> **Source excerpt**
---------------

Thanks for letting me know. I didn't test this and it should work. I'll
look into it.

> 
> Should this interface insist that users use function names that we can look
> up?

It may pick the wrong function if there are more than one function with the
same name. Passing by address will guarantee it will be the right function.

Thanks for the review!

-- Steve
Masami Hiramatsu (Google) Dec. 18, 2022, 1:37 a.m. UTC | #3
Hi Steve,

On Wed, 14 Dec 2022 12:52:09 -0500
Steven Rostedt <rostedt@goodmis.org> wrote:

> From: "Steven Rostedt (Google)" <rostedt@goodmis.org>
> 
> There's been several times where an event records a function address in
> its field and I needed to filter on that address for a specific function
> name. It required looking up the function in kallsyms, finding its size,
> and doing a compare of "field >= function_start && field < function_end".
> 
> But this would change from boot to boot and is unreliable in scripts.
> Also, it is useful to have this at boot up, where the addresses will not
> be known. For example, on the boot command line:
> 
>   trace_trigger="initcall_finish.traceoff if initcall_finish.function == acpi_init"
> 
> To implement this, add a ".function" prefix, that will check that the
> field is of size long, and the only operations allowed (so far) are "=="
> and "!=".

This looks nice! BTW, can you also add a test case for this feature?
Thus we can ensure this works both with symbols or function addresses.

Thank you,

> 
> Signed-off-by: Steven Rostedt (Google) <rostedt@goodmis.org>
> ---
> [ Resending due to claws-mail messing up the format of the
>   original patch ]
> 
>  Documentation/trace/events.rst     | 12 +++++
>  kernel/trace/trace_events.c        |  2 +-
>  kernel/trace/trace_events_filter.c | 79 +++++++++++++++++++++++++++++-
>  3 files changed, 91 insertions(+), 2 deletions(-)

---------------

> **Records provided**
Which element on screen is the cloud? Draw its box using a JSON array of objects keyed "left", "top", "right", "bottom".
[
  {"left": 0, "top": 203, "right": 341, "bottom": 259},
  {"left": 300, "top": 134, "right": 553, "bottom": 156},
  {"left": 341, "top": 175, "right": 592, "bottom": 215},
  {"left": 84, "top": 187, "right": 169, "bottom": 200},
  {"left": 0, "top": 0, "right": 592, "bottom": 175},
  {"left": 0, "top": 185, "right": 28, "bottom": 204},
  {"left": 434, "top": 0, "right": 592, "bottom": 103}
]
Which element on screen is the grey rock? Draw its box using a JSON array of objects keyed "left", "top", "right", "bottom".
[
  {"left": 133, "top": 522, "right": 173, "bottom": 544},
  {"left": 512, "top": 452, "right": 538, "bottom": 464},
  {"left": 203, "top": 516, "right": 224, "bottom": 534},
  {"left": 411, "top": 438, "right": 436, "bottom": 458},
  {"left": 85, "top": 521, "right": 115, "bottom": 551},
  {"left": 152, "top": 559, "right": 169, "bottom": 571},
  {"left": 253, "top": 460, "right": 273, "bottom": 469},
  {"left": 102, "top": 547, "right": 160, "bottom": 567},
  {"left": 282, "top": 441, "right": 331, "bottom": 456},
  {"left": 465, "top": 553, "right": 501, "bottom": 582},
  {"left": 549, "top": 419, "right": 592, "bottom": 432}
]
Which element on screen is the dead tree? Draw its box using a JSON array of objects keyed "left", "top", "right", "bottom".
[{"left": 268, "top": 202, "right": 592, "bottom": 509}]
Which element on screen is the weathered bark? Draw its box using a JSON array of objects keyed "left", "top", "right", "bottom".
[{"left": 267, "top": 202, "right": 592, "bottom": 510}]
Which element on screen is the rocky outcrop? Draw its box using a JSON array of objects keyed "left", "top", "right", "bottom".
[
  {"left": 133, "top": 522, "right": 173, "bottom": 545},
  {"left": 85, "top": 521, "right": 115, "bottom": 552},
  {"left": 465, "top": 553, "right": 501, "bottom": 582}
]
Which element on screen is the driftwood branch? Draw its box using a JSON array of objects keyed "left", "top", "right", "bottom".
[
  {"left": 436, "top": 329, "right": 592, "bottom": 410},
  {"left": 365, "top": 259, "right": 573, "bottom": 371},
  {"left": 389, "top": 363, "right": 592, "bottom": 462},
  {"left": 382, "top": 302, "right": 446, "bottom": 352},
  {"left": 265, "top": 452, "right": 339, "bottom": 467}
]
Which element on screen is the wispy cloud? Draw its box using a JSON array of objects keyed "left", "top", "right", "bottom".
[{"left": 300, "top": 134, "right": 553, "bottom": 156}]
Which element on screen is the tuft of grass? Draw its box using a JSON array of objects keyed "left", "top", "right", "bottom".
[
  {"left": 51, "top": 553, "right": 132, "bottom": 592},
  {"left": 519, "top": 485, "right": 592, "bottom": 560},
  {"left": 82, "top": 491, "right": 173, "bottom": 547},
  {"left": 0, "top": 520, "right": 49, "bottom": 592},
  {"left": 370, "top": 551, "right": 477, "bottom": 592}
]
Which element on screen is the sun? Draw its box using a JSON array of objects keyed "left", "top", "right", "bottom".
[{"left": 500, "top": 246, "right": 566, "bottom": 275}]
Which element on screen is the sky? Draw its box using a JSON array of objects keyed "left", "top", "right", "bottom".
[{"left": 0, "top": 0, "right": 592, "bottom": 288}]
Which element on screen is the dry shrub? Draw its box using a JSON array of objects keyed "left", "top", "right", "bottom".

---------------

> **Tasks and exercises**
1. Quote the stretch of the mailing-list thread from "Thanks for letting" through "for the review!", copying it word for word.
2. Gather every line of the entries that contains the string "cloud".

> **Results for each task**
1.
Thanks for letting me know. I didn't test this and it should work. I'll
look into it.

> 
> Should this interface insist that users use function names that we can look
> up?

It may pick the wrong function if there are more than one function with the
same name. Passing by address will guarantee it will be the right function.

Thanks for the review!

2.
Which element on screen is the cloud? Draw its box using a JSON array of objects keyed "left", "top", "right", "bottom".
Which element on screen is the wispy cloud? Draw its box using a JSON array of objects keyed "left", "top", "right", "bottom".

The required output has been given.